SET TASK | Put every line from the start of the rows through the line containing "column 821, row 481" (both included) into a Markdown table with the columns No. and Line, and omit blank lines.

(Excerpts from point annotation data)

## begin

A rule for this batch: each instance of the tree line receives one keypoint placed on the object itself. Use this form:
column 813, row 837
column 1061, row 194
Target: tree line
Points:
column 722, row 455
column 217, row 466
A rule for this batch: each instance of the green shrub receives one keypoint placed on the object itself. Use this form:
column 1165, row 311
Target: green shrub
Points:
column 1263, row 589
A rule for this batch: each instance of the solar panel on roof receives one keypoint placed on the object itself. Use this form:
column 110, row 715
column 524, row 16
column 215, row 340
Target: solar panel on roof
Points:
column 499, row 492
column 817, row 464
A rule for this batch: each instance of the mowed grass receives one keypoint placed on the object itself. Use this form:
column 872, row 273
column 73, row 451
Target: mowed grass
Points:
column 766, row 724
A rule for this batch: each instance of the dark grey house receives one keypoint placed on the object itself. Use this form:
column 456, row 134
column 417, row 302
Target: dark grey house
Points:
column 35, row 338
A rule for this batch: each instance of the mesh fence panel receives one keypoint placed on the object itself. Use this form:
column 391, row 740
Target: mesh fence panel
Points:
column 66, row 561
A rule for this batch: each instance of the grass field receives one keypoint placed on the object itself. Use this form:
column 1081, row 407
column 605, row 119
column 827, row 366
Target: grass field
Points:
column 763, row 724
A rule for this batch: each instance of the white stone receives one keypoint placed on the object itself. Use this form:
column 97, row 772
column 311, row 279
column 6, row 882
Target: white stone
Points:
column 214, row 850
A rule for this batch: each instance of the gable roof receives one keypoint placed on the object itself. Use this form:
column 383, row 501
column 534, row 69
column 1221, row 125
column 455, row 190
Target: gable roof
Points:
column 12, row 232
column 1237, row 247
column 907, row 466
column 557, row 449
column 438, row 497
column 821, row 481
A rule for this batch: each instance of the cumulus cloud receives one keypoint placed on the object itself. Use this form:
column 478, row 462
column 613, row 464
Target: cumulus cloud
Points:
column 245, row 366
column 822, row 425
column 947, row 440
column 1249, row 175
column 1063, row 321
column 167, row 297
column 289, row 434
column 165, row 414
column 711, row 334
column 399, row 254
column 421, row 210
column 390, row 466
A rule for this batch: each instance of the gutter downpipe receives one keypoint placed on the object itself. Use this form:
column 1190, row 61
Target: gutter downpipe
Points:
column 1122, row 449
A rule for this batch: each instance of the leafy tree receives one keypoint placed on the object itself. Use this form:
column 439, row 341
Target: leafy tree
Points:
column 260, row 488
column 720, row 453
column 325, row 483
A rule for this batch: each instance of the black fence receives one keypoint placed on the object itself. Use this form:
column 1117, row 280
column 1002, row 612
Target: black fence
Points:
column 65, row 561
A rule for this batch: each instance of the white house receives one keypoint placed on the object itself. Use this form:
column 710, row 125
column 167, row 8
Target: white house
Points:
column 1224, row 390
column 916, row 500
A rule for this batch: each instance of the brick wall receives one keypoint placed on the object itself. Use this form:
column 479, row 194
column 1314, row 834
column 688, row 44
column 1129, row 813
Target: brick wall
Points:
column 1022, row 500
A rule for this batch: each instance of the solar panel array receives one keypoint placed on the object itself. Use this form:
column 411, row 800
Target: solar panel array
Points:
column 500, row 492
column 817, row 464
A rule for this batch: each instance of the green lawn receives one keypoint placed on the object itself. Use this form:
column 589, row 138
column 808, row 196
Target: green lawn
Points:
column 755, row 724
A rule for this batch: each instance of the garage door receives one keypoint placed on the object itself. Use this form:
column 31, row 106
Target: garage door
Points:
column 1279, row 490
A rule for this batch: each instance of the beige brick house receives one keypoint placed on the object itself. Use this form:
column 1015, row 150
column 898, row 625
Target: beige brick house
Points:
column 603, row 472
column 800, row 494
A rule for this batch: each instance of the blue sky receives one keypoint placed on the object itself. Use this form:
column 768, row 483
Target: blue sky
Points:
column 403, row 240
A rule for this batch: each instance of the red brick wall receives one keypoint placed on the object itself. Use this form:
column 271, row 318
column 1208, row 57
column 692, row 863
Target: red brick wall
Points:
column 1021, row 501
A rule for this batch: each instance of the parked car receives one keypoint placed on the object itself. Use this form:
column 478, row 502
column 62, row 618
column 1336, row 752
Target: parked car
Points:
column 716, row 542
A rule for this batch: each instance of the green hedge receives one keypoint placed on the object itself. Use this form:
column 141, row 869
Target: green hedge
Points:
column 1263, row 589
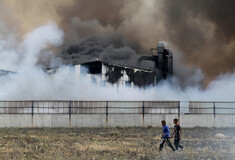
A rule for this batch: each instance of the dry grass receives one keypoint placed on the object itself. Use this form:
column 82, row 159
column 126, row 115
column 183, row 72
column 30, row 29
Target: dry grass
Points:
column 111, row 143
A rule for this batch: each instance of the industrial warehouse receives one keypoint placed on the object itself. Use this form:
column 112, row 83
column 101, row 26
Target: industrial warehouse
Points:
column 106, row 73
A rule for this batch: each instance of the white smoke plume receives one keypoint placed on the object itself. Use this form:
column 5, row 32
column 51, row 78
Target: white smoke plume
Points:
column 31, row 82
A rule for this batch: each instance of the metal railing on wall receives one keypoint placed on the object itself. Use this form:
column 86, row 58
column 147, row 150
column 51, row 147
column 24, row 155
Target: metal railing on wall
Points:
column 115, row 107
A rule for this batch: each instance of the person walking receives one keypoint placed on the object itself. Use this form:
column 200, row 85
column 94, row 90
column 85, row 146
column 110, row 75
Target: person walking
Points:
column 177, row 135
column 165, row 136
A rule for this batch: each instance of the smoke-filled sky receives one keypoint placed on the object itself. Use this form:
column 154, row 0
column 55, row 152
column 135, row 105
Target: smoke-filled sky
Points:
column 203, row 31
column 200, row 33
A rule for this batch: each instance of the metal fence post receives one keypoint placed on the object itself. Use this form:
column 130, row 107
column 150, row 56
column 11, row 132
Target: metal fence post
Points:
column 32, row 108
column 214, row 108
column 70, row 112
column 70, row 106
column 179, row 110
column 143, row 111
column 107, row 111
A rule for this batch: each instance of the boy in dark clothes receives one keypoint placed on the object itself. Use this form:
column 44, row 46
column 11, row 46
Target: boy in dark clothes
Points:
column 165, row 136
column 177, row 135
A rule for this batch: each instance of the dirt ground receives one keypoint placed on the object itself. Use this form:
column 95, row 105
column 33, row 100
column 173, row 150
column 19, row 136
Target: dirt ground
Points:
column 112, row 143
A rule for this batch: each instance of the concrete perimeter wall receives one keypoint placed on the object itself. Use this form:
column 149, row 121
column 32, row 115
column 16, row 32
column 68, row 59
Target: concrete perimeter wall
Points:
column 113, row 120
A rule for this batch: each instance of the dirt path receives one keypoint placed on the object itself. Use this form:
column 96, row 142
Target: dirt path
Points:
column 112, row 143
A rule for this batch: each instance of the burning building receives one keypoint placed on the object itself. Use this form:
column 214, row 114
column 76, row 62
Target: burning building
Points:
column 106, row 73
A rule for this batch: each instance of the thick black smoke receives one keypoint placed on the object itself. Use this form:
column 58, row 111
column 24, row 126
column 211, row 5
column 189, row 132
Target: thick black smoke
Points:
column 204, row 31
column 201, row 32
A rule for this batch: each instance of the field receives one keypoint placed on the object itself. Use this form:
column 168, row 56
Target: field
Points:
column 112, row 143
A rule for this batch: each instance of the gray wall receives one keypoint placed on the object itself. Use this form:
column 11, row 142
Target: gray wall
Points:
column 114, row 120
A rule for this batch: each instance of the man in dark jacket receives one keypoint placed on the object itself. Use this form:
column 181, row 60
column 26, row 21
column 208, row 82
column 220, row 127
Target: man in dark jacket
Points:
column 165, row 136
column 177, row 135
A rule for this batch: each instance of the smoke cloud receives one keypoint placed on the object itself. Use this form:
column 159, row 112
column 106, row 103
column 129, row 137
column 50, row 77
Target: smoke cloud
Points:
column 199, row 33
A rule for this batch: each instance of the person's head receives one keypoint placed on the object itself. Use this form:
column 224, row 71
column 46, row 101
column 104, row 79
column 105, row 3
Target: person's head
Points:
column 163, row 122
column 175, row 121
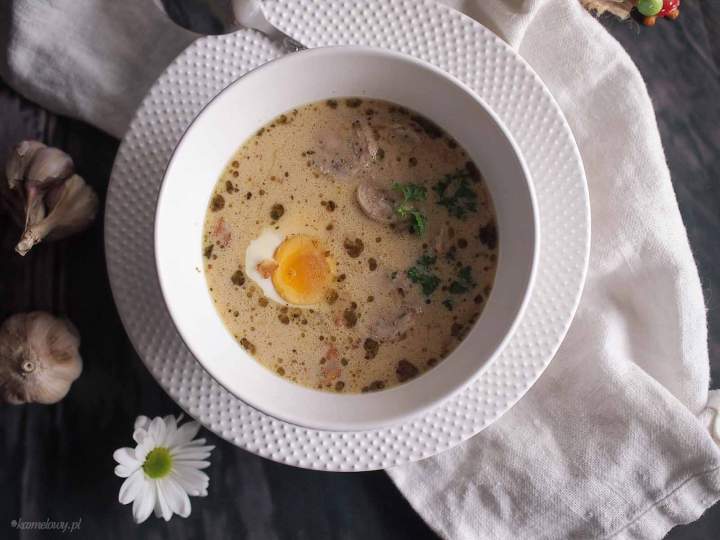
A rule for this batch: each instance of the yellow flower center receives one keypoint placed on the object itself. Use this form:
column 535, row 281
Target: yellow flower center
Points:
column 158, row 463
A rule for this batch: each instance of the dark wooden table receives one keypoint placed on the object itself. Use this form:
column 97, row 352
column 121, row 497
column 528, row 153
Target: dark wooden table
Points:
column 56, row 461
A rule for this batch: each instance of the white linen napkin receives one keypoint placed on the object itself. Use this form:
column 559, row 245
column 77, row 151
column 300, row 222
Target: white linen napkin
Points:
column 612, row 441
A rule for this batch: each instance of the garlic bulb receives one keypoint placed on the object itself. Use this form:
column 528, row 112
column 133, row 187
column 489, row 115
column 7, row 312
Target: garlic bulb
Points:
column 72, row 207
column 44, row 196
column 39, row 358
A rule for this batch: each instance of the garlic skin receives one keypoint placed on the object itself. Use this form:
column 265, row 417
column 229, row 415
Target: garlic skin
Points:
column 39, row 358
column 74, row 205
column 44, row 196
column 19, row 161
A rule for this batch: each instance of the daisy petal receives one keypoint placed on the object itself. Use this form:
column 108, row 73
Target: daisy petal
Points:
column 195, row 464
column 170, row 431
column 144, row 502
column 123, row 471
column 125, row 456
column 156, row 431
column 161, row 504
column 132, row 487
column 191, row 453
column 142, row 449
column 141, row 422
column 177, row 498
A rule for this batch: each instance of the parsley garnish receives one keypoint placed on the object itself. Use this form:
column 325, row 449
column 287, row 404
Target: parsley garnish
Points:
column 406, row 210
column 455, row 193
column 422, row 274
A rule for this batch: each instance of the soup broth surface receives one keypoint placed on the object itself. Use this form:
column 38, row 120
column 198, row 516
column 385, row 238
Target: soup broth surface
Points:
column 350, row 245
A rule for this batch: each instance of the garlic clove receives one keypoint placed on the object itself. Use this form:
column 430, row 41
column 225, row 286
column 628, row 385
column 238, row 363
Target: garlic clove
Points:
column 48, row 166
column 74, row 207
column 19, row 160
column 39, row 358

## end

FINAL RESULT |
| No. | Line |
|---|---|
| 1 | A rule for this batch: each instance of the tree line receives one keypoint placed on the object itself. Use this form: |
| 2 | column 813, row 837 |
| 3 | column 1061, row 194 |
| 4 | Target: tree line |
| 5 | Points: |
| 6 | column 722, row 455 |
| 7 | column 217, row 466 |
| 8 | A rule for this batch: each instance of the green shrub receives one keypoint placed on the object itself. Use this form: |
| 9 | column 1165, row 311 |
| 10 | Target: green shrub |
| 11 | Points: |
| 12 | column 1263, row 589 |
| 13 | A rule for this batch: each instance of the solar panel on roof receives one keypoint placed on the object itself. Use this form: |
| 14 | column 110, row 715 |
| 15 | column 524, row 16 |
| 16 | column 215, row 340 |
| 17 | Target: solar panel on roof |
| 18 | Points: |
| 19 | column 499, row 492 |
| 20 | column 817, row 464 |
| 21 | A rule for this batch: each instance of the mowed grass receives one keypoint placed on the object itself. Use this form: |
| 22 | column 872, row 273 |
| 23 | column 73, row 451 |
| 24 | Target: mowed grass |
| 25 | Points: |
| 26 | column 766, row 724 |
| 27 | A rule for this batch: each instance of the dark grey house receives one keypoint placed on the object itself. Use this form: |
| 28 | column 456, row 134 |
| 29 | column 417, row 302 |
| 30 | Target: dark grey house |
| 31 | Points: |
| 32 | column 35, row 338 |
| 33 | A rule for this batch: each instance of the mesh fence panel receives one keypoint placed on the object itself. Use this form: |
| 34 | column 391, row 740 |
| 35 | Target: mesh fence panel |
| 36 | Points: |
| 37 | column 66, row 561 |
| 38 | A rule for this batch: each instance of the grass field receives one keypoint placed on the object itself. Use this form: |
| 39 | column 1081, row 407 |
| 40 | column 605, row 119 |
| 41 | column 827, row 366 |
| 42 | Target: grass field |
| 43 | Points: |
| 44 | column 763, row 724 |
| 45 | A rule for this batch: each instance of the white stone receives one keypoint placed on the object itself. Use this form: |
| 46 | column 97, row 772 |
| 47 | column 311, row 279 |
| 48 | column 6, row 882 |
| 49 | Target: white stone |
| 50 | Points: |
| 51 | column 214, row 850 |
| 52 | A rule for this batch: each instance of the gable roof receives one keypoint placed on the object itself. Use this form: |
| 53 | column 383, row 501 |
| 54 | column 534, row 69 |
| 55 | column 1221, row 125 |
| 56 | column 455, row 190 |
| 57 | Target: gable roof |
| 58 | Points: |
| 59 | column 12, row 232 |
| 60 | column 1237, row 247 |
| 61 | column 907, row 466 |
| 62 | column 557, row 449 |
| 63 | column 438, row 497 |
| 64 | column 821, row 481 |